• _List of tasks_
1) Print the stretch of the GTO article from "While environmentalists may" through "Corvette, @ around 6000rpm." word for word.
2) In the recorded data rows, take the stretch from the line containing "the green foliage" through the end of the rows and swap "green foliage" for "leafy bushes", leaving all else unchanged. Return only that stretch.

• _Article_
# Pontiac Fires Up 2005 GTO



## 05GTO (Oct 6, 2004)

Pontiac Fires Up 2005 GTO

Bonnet scoops should please GTO traditionalists

After a considerable time in hibernation, the Pontiac GTO was re-introduced in 2003 in America, and now an updated model returns with more power and style for 2005.

While its Australian donor car, the GM Holden Monaro, gets a tuned 5.7-litre Gen III V8 small block engine worth 350 horsepower or 260 kilowatts, fans of the Pontiac nameplate will be treated to even more power and torque - not to mention a few more cubic inches too.

The 2005 model GTO is now powered by the same engine that Chevrolet wedged into the stunning C6 Corvette (click here for the C6 article), General Motor's new Gen IV small block LS2 V8, which displaces 6.0-litres.

While environmentalists may be pounding their desks with rage at such a huge engine, one that laughs in the face of the move towards more fuel efficient technologies such as hybrids and diesels, the enthusiasts will no doubt be licking their lips with glee at this new petrol-powered pushrod V8.

Thanks to the Gen IV LS2 engine, power has been improved dramatically - the '05 GTO now outputs 295kW (400hp), which is up from 260kW (350hp), and this figure is expected to arrive high in the rev range like the new C6 Corvette, @ around 6000rpm.

The 364 cubic inch 8-cylinder mill still makes use of 2-valves per cylinder (one intake, one exhaust), and torque levels have been boosted, rising from 495Nm (365lb.-ft.) to a whopping 546Nm (395 lb.-ft.) of torque. 

Compared to the Gen III-based LS1, the 2005 GTO's LS2 V8 incorporates several significant changes to help improve performance, including upgraded cylinder heads and camshafts, that help deliver the airflow necessary to complement the engine's larger capacity.

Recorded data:
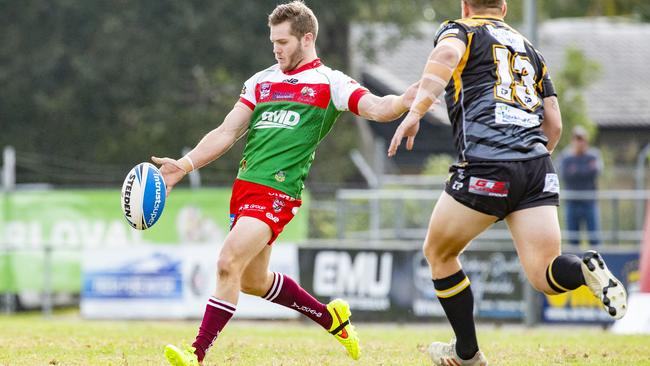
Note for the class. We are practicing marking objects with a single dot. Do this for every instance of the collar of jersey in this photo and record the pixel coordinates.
(485, 17)
(312, 65)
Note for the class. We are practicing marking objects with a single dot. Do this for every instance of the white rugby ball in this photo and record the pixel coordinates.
(143, 196)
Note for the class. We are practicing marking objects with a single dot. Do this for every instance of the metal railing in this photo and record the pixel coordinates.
(391, 214)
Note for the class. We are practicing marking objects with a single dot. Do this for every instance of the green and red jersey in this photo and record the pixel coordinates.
(292, 113)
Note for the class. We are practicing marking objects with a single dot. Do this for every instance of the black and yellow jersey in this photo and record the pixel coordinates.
(495, 96)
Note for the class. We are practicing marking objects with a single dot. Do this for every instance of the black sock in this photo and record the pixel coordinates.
(565, 273)
(456, 298)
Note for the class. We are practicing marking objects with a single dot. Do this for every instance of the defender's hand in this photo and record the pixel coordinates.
(409, 129)
(171, 170)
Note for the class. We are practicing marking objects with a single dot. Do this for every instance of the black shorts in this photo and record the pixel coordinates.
(500, 187)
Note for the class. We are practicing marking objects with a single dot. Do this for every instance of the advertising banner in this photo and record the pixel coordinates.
(167, 282)
(396, 284)
(70, 221)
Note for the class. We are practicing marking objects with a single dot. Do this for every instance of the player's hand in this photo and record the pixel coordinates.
(408, 128)
(171, 170)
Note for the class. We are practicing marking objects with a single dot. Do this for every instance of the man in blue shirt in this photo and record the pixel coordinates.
(580, 166)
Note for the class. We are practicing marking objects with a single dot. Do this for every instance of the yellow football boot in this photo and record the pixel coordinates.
(341, 328)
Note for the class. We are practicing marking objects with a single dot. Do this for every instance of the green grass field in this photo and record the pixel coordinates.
(66, 339)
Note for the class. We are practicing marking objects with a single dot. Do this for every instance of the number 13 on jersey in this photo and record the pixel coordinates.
(515, 78)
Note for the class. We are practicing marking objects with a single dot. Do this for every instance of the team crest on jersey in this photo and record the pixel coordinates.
(265, 90)
(308, 92)
(278, 205)
(280, 176)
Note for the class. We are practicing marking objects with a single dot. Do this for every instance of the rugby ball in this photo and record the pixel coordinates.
(143, 196)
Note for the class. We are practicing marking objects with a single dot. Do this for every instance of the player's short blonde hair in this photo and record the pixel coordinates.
(302, 19)
(485, 4)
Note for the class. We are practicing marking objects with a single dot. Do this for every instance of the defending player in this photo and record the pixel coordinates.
(506, 121)
(287, 110)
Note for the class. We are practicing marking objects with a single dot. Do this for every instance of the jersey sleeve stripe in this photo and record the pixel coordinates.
(248, 103)
(353, 102)
(458, 82)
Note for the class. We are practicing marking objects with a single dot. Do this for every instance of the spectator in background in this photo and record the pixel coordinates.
(580, 166)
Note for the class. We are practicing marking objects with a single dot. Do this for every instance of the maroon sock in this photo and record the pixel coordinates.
(286, 292)
(217, 314)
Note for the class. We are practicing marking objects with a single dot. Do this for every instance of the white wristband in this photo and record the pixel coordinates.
(187, 167)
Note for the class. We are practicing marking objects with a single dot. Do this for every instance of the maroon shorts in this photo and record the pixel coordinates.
(264, 203)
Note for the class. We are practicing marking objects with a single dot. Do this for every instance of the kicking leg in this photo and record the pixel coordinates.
(451, 228)
(283, 290)
(248, 237)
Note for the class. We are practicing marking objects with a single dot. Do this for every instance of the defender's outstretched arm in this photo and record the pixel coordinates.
(440, 66)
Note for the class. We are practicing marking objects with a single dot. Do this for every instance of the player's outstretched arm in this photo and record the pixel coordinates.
(441, 64)
(552, 125)
(387, 108)
(214, 144)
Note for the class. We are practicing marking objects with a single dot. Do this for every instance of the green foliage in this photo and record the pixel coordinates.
(578, 72)
(114, 83)
(438, 165)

• _Exercise solutions_
1)
While environmentalists may be pounding their desks with rage at such a huge engine, one that laughs in the face of the move towards more fuel efficient technologies such as hybrids and diesels, the enthusiasts will no doubt be licking their lips with glee at this new petrol-powered pushrod V8.

Thanks to the Gen IV LS2 engine, power has been improved dramatically - the '05 GTO now outputs 295kW (400hp), which is up from 260kW (350hp), and this figure is expected to arrive high in the rev range like the new C6 Corvette, @ around 6000rpm.

2)
Note for the class. We are practicing marking objects with a single dot. Do this for every instance of the leafy bushes in this photo and record the pixel coordinates.
(578, 72)
(114, 83)
(438, 165)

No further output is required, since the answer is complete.